* **Избранный отрывок**:
Приоритет в описании этого явления (без употребления самого термина) по праву следовало бы отдать французскому математику и теоретику научного творчества Анри Пуанкаре (его очерки о науке и научных открытиях поражают психологической глубиной, редкой даже для «титульных» психологических трудов). Еще в конце XIX в. Пуанкаре сделал перед Парижским психологическим обществом доклад «Математическое творчество», в котором проанализировал специфику математических способностей и описал на собственном примере особенности возникновения научных открытий.
По признанию Пуанкаре, многие оригинальные идеи, впоследствии выдвинувшие его в ряды выдающихся математиков, пришли к нему вовсе не в ходе целенаправленной умственной деятельности за письменным столом, а в совершенно неожиданных обстоятельствах: одна – на подножке автобуса, другая – во время прогулки по берегу моря, третья – на бульваре. Однако появлению каждой новаторской идеи предшествовал долгий этап подготовительной работы – как сознательной, так и бессознательной. Пуанкаре рассказывал: «То, что вас удивит прежде всего, это видимость внутреннего озарения, являющаяся результатом длительной неосознанной работы; роль этой бессознательной работы в математическом изобретении кажется мне несомненной. Часто, когда работают над трудным вопросом, с первого раза не удается ничего хорошего, затем наступает более или менее длительный период отдыха, и потом снова принимаются за дело. В течение первого получаса дело вновь не двигается, а затем вдруг нужная идея приходит в голову».
Пуанкаре делает предположение, что отдых – лишь видимый, на самом деле этот «отдых» заполнен бессознательной работой. Последняя же, по мнению ученого, приносит плоды, лишь когда ей предшествует период сознательной работы. Вдохновение – не дар небес, а результат труда, и порой огромного, но не всегда видимого и даже осознаваемого.
Зачем нужен второй период сознательной работы после озарения? «Нужно использовать результаты этого озарения, вывести из них непосредственные следствия, – объясняет Пуанкаре, – привести в порядок доказательство. Но особенно необходимо их проверить. Я уже говорил о чувстве абсолютной уверенности, которое сопровождает озарение; в рассказанных случаях оно не было ошибочным, но следует опасаться уверенности, что это правило без исключения; часто это чувство нас обманывает, не становясь при этом менее ярким, и заметить это можно лишь при попытке строго сознательно провести доказательство». С современных позиций к этому можно было бы добавить, что ученый чувствует правильные и неправильные комбинации идей, тогда как искусственный интеллект способен лишь перебирать те и другие. Самый совершенный компьютер – это лишь аналог логической части нашего сознания, а логика бесчувственна. Чувства ученого таятся в его подсознании и подсказывают правильное решение.

* **Изучите материал**:
A - Процитируйте из отрывка о Пуанкаре часть между словами «Пуанкаре делает предположение, что» и «и даже осознаваемого.» включительно.
B - Ответьте по отрывку о Пуанкаре на следующие вопросы.
(i) Перед каким обществом Пуанкаре сделал доклад «Математическое творчество»?
(ii) В каких трех обстоятельствах, по признанию Пуанкаре, к нему пришли оригинальные идеи?
(iii) Аналогом чего назван самый совершенный компьютер?

* **Данные для анализа**:
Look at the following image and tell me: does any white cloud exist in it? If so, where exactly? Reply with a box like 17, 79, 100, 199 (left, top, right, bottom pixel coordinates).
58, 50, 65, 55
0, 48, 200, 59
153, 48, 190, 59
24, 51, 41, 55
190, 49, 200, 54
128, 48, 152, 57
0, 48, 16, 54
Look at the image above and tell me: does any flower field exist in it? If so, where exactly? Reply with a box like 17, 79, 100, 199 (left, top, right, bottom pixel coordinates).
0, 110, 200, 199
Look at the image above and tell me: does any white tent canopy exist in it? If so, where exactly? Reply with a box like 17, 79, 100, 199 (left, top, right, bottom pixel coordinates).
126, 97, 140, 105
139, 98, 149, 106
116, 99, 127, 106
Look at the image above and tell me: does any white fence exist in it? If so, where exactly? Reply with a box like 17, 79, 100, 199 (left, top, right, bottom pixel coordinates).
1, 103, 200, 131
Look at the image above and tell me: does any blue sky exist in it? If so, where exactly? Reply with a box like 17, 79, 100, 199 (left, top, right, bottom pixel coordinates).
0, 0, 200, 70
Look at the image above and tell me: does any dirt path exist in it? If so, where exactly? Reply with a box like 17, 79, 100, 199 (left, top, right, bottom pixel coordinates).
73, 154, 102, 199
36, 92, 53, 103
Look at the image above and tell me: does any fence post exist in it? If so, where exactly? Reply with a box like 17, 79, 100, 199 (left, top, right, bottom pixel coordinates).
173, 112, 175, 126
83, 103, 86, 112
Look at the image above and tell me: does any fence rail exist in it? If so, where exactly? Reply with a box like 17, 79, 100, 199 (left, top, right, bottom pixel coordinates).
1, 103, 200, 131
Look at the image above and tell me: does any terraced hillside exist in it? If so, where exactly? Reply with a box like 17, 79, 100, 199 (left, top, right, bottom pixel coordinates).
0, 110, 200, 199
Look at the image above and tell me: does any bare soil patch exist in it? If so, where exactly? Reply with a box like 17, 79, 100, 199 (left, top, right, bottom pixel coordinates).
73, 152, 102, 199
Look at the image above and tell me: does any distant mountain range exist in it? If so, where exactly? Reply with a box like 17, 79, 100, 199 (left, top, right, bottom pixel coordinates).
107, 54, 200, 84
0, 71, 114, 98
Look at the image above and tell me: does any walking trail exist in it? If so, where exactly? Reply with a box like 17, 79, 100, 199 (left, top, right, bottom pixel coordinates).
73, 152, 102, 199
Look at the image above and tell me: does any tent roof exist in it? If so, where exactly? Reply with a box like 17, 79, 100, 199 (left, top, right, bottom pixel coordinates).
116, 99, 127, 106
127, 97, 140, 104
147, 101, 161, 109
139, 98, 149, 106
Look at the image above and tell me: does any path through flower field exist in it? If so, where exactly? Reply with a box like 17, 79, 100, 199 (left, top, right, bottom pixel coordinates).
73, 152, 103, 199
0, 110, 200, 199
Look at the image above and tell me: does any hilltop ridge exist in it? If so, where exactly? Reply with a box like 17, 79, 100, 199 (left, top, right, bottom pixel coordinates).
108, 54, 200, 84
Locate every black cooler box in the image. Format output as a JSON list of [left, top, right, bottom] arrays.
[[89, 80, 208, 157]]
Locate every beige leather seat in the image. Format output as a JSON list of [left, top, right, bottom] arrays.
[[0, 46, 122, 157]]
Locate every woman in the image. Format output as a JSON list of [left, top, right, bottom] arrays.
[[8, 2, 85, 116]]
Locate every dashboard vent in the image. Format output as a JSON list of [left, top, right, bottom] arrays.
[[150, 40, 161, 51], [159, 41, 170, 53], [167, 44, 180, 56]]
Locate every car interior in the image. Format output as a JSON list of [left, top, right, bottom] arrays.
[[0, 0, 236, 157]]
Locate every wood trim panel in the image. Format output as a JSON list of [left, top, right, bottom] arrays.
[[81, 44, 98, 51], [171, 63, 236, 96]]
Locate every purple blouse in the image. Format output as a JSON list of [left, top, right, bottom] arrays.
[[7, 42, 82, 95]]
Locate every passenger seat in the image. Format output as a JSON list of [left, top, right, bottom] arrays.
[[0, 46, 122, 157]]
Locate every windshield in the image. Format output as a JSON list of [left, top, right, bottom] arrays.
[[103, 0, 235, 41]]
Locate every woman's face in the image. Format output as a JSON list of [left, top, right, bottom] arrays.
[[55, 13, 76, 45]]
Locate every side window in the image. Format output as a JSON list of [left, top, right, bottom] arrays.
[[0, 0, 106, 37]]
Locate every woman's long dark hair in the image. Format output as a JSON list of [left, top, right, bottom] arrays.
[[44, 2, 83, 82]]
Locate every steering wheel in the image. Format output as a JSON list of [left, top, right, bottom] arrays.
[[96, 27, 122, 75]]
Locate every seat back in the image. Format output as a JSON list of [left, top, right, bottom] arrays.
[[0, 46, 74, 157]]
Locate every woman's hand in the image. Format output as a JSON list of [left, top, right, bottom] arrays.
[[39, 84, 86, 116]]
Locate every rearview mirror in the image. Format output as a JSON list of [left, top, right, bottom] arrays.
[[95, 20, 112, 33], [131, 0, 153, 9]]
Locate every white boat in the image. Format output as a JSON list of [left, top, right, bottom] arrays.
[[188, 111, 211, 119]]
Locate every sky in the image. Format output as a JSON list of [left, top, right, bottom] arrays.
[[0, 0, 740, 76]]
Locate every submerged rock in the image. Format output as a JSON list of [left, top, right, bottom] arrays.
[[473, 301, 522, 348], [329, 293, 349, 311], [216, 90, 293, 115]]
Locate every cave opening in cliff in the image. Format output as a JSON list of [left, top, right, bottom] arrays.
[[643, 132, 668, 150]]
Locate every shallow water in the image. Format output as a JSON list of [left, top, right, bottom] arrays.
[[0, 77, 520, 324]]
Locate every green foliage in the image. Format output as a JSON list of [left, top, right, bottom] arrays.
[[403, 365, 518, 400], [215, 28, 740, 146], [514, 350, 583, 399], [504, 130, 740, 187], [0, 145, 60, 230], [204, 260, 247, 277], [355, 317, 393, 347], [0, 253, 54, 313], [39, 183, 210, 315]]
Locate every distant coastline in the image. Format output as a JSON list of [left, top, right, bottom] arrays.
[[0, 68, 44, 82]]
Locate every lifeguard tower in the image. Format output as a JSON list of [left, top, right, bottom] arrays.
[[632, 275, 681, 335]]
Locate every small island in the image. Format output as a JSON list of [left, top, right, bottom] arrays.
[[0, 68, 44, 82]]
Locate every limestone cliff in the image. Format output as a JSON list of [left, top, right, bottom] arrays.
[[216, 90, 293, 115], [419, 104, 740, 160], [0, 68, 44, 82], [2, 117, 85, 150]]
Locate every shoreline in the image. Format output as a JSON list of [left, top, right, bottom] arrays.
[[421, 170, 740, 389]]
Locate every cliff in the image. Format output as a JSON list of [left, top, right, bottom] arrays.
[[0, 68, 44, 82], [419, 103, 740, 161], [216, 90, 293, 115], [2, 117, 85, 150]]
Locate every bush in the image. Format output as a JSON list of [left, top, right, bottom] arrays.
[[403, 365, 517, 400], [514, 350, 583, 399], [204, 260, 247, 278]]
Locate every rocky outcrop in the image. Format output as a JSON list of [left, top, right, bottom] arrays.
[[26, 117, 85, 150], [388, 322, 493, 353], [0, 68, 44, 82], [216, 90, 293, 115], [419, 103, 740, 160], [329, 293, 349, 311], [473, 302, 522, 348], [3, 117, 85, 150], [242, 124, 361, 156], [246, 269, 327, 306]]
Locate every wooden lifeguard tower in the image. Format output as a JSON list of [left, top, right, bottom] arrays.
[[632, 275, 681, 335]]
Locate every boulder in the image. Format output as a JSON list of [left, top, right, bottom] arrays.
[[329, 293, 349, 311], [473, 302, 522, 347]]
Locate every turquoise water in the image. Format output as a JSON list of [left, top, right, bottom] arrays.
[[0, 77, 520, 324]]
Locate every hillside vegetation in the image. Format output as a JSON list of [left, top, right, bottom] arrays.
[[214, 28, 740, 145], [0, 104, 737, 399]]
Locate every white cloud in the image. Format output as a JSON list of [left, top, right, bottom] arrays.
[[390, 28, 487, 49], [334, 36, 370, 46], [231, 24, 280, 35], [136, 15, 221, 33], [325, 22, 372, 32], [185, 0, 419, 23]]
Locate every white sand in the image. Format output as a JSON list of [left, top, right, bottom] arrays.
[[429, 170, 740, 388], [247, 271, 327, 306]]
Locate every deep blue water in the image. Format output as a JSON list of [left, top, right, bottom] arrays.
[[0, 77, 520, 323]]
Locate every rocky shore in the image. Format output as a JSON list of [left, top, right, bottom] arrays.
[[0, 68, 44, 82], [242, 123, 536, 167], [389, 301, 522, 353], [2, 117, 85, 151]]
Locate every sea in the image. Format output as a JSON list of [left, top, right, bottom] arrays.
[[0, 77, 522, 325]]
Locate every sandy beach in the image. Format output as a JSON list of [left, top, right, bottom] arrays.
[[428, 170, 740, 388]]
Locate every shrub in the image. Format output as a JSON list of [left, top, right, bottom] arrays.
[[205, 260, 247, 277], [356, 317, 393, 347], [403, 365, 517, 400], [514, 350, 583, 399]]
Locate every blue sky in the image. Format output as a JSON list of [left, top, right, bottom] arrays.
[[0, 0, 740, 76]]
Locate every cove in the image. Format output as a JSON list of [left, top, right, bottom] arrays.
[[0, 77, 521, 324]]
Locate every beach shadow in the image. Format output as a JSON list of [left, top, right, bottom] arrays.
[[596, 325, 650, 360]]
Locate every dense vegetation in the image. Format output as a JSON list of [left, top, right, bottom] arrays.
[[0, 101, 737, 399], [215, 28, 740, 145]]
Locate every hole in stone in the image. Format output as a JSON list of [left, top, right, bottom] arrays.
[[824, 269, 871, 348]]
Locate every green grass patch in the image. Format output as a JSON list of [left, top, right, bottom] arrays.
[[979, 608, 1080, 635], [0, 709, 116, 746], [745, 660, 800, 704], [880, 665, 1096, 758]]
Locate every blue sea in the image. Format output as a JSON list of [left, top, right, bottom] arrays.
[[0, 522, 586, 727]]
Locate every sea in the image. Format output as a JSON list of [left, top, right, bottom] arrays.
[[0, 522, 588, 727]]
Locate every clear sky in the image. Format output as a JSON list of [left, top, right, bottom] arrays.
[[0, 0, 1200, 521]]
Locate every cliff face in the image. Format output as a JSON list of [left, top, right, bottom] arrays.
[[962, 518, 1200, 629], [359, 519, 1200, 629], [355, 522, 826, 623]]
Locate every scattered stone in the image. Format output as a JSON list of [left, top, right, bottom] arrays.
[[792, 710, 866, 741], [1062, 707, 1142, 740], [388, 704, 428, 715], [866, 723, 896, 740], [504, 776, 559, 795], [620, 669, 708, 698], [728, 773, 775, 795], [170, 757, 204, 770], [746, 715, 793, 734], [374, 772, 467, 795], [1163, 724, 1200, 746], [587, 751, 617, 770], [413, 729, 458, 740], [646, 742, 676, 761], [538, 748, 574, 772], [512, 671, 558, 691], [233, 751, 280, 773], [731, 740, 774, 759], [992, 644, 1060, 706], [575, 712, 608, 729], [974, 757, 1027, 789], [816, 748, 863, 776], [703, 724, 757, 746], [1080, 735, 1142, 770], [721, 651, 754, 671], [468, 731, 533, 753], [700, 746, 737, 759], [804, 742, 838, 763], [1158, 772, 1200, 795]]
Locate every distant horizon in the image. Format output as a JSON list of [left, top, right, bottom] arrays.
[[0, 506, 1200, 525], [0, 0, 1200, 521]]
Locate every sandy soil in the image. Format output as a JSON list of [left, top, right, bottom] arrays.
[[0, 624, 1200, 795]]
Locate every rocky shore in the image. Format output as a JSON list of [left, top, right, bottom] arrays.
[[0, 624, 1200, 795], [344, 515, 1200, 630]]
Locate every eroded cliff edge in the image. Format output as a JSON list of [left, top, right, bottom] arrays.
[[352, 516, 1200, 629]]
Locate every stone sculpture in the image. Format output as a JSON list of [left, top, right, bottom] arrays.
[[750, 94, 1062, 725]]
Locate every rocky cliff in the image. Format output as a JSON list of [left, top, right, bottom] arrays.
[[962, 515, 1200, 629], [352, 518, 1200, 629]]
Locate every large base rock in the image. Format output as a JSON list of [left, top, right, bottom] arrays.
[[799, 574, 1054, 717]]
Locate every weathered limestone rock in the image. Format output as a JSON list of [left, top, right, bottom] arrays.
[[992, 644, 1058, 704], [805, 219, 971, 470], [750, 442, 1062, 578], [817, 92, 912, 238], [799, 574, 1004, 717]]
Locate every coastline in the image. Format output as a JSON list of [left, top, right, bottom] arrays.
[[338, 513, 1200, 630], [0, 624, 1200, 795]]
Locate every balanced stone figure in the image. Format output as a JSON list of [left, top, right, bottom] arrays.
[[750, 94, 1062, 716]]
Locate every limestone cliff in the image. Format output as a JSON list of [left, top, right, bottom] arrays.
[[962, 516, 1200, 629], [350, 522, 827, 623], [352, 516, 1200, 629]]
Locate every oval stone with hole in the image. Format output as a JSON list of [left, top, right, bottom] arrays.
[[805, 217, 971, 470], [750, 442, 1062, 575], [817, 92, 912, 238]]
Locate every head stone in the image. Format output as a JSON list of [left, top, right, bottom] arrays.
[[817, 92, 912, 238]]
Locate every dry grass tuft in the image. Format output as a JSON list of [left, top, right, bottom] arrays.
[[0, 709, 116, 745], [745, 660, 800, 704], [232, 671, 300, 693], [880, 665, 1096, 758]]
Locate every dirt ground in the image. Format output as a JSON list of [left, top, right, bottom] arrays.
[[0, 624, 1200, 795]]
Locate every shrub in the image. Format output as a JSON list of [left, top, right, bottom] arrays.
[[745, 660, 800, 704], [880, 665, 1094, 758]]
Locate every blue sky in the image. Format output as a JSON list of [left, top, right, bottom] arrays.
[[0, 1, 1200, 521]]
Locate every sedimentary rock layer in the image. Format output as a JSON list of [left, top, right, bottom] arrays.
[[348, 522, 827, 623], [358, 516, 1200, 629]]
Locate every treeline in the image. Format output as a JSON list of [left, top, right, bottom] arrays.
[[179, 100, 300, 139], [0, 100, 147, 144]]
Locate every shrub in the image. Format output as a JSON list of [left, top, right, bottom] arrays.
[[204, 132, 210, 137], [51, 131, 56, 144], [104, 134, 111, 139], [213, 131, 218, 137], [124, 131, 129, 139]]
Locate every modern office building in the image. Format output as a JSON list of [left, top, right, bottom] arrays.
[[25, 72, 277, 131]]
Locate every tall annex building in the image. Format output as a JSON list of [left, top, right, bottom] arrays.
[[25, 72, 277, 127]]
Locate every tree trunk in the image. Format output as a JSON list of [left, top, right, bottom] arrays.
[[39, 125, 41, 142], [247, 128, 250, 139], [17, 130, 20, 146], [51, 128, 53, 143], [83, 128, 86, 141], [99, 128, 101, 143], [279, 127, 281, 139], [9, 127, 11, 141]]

* **Решения заданий**:
A -
Пуанкаре делает предположение, что отдых – лишь видимый, на самом деле этот «отдых» заполнен бессознательной работой. Последняя же, по мнению ученого, приносит плоды, лишь когда ей предшествует период сознательной работы. Вдохновение – не дар небес, а результат труда, и порой огромного, но не всегда видимого и даже осознаваемого.

B -
(i) Перед Парижским психологическим обществом.
(ii) На подножке автобуса, во время прогулки по берегу моря и на бульваре.
(iii) Аналогом логической части нашего сознания.